■ SET PROBLEM: List every line in the material below that contains the string "field".

Coordinate annotation entries:
.....

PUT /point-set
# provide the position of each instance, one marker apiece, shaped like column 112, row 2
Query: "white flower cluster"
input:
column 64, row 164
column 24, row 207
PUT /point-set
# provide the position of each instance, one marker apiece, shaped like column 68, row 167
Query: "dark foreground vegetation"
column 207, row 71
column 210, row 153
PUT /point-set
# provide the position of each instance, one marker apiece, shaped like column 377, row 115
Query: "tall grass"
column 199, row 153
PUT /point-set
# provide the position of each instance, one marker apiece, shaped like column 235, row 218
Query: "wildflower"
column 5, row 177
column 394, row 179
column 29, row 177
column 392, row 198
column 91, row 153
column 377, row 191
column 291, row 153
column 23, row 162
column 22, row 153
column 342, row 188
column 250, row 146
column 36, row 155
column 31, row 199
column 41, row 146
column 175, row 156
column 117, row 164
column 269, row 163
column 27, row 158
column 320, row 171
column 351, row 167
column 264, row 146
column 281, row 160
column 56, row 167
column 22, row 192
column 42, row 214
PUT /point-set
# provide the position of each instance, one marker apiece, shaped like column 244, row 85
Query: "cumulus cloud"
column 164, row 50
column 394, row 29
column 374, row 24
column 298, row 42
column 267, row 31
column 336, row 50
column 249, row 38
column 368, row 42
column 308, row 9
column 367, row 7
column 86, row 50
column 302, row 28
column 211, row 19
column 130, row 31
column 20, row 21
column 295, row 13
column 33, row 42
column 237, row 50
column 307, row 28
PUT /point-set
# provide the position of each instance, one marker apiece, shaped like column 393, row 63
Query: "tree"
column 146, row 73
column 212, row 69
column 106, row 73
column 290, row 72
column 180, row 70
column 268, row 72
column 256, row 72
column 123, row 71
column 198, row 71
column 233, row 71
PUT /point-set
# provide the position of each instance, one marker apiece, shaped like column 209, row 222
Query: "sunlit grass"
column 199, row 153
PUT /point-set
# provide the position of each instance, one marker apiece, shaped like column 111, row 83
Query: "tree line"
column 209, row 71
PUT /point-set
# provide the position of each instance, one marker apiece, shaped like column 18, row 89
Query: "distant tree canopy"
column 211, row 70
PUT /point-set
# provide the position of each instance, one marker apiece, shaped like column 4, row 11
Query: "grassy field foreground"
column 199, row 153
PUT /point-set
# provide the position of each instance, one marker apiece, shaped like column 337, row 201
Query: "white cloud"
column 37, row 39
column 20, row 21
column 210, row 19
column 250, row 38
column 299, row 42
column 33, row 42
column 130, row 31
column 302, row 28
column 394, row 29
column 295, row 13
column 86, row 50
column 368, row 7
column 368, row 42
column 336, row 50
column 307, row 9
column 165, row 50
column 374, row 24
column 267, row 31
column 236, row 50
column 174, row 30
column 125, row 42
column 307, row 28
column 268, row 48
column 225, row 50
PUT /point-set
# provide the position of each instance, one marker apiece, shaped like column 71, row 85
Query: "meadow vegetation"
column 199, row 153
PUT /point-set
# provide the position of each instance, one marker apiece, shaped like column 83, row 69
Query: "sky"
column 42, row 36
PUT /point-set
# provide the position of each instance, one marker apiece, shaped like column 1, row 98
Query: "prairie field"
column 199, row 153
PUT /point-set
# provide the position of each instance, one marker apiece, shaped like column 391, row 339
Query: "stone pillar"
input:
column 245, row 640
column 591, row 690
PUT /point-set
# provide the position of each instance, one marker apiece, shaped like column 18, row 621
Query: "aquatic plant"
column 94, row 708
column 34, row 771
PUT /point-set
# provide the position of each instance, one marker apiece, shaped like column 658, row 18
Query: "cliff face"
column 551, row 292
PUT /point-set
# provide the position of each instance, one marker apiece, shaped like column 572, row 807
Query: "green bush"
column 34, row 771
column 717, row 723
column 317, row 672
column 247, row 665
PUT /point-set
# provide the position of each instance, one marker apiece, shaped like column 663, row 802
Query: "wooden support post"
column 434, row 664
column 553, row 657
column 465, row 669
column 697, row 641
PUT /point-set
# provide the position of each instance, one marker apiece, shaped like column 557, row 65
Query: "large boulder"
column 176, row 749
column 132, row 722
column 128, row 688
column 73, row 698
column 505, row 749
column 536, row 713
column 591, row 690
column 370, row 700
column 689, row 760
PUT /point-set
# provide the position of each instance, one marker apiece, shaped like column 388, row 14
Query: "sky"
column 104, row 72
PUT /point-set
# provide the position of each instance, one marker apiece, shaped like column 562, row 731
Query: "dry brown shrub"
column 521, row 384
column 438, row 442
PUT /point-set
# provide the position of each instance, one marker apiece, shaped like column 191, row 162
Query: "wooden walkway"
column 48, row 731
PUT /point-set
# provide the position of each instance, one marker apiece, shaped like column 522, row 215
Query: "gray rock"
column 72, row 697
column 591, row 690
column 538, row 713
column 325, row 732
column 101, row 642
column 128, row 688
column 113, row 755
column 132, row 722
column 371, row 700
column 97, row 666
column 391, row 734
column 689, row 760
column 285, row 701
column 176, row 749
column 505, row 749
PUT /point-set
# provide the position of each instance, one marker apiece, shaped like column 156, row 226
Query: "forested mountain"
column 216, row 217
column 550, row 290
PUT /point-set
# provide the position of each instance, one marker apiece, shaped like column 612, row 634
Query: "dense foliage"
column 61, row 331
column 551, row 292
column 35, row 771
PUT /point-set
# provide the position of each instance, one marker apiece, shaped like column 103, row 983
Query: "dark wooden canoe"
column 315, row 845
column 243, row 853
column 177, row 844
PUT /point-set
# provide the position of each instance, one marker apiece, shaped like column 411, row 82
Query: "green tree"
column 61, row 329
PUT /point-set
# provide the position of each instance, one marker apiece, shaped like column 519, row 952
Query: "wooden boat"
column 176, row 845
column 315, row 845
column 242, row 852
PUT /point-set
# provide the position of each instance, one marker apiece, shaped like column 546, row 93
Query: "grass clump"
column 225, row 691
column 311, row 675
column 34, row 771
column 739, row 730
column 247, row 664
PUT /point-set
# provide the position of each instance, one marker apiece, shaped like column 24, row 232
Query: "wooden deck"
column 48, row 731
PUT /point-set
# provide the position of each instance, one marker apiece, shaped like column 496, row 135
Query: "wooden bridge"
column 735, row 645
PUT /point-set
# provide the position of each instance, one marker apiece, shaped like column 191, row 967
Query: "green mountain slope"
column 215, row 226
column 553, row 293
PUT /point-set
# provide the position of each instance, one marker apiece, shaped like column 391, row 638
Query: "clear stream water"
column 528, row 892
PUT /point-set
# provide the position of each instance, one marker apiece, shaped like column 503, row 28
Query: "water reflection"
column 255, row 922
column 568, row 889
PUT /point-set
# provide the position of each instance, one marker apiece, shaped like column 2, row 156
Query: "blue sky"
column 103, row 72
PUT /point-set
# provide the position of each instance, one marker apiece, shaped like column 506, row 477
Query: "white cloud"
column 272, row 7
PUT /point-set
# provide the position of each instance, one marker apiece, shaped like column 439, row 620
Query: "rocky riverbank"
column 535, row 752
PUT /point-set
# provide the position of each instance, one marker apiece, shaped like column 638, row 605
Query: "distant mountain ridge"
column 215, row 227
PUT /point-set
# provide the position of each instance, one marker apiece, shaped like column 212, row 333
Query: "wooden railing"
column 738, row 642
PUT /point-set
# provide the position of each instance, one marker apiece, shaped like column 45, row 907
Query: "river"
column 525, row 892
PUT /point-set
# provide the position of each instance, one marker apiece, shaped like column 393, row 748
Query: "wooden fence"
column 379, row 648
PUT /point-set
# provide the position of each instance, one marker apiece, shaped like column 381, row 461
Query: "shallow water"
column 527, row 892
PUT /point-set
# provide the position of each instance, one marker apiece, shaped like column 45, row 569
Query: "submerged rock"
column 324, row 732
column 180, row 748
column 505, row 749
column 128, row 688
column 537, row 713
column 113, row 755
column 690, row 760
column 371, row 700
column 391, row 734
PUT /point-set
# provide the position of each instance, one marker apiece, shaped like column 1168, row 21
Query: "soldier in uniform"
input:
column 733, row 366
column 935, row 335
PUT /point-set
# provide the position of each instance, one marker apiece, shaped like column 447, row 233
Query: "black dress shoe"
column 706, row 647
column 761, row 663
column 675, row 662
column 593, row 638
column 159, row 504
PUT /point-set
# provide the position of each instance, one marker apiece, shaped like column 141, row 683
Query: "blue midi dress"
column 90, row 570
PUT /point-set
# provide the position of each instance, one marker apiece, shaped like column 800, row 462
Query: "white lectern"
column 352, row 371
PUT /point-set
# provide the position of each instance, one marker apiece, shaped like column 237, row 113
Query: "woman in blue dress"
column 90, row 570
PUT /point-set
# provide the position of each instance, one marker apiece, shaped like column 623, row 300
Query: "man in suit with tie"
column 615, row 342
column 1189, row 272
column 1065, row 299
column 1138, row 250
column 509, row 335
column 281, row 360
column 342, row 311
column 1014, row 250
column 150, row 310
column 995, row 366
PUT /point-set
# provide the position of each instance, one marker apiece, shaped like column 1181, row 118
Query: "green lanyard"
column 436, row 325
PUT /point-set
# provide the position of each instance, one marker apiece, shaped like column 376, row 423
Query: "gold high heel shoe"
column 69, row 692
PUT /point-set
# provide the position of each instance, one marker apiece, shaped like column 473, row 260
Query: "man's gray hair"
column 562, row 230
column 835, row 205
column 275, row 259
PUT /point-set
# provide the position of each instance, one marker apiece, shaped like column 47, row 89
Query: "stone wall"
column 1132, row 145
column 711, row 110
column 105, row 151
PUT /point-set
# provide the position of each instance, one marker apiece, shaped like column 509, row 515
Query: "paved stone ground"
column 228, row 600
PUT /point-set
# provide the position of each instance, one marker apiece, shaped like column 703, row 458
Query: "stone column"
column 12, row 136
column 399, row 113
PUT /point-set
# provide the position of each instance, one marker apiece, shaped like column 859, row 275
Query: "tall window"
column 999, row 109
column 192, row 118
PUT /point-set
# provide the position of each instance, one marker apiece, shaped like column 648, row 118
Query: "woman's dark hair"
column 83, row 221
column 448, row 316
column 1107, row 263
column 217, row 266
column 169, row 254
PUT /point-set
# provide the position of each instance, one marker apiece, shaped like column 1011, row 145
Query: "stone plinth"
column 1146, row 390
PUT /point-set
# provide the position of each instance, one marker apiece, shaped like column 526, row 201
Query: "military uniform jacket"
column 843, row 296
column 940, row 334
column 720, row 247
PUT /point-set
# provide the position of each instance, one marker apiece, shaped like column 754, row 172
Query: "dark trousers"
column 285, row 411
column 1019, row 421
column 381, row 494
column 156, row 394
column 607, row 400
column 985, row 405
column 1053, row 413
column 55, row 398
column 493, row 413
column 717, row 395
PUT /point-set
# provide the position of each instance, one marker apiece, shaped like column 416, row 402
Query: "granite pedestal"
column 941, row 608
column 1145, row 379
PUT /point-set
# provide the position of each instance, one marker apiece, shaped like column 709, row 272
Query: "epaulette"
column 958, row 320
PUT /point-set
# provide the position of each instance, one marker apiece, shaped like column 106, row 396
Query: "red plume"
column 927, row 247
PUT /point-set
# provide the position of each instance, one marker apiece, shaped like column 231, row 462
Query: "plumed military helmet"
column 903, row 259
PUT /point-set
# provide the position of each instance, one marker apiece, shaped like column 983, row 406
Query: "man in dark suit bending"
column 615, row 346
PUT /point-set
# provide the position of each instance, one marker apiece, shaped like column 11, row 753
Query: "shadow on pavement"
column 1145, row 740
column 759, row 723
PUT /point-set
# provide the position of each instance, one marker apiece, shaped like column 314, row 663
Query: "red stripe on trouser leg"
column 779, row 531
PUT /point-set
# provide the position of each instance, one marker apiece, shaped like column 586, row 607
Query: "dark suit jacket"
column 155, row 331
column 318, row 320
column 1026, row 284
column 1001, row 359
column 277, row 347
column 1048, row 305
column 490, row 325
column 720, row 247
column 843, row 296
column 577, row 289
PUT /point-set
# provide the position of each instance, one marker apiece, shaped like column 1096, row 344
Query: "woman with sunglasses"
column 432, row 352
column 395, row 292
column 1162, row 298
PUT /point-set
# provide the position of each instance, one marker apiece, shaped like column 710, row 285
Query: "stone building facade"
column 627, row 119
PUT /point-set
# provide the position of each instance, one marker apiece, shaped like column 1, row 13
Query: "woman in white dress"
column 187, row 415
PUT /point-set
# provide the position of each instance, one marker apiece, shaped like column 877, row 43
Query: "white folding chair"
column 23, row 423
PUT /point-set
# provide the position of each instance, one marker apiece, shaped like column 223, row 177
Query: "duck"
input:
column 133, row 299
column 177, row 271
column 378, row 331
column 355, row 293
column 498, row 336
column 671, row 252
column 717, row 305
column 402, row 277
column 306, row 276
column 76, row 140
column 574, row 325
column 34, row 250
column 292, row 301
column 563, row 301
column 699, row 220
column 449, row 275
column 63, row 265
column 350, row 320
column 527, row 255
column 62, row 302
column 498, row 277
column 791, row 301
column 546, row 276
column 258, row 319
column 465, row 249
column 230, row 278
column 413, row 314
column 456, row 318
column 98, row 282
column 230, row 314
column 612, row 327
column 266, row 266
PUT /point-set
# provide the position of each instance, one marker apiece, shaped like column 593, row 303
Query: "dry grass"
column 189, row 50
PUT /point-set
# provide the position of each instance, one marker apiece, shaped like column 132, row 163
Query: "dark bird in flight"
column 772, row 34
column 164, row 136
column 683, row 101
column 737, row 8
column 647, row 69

.....

■ FINAL RESULT:
Query: "grassy field foreground"
Query: "prairie field"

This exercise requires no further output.